- TASK DETAILS -
Rescale the rows below by writing every line again, requests included, with each coordinate in the answers multiplied by 0.85 and rounded to a whole number, halves up. Leave the numbers in the requests and their format samples unchanged.

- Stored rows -
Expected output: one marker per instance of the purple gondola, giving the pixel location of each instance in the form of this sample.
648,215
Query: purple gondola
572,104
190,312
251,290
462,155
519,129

- SOLUTION TO THE PROBLEM -
Expected output: one marker per instance of the purple gondola, giving the pixel location of each instance in the form of this sample.
648,215
Query: purple gondola
486,88
162,265
213,247
393,132
441,110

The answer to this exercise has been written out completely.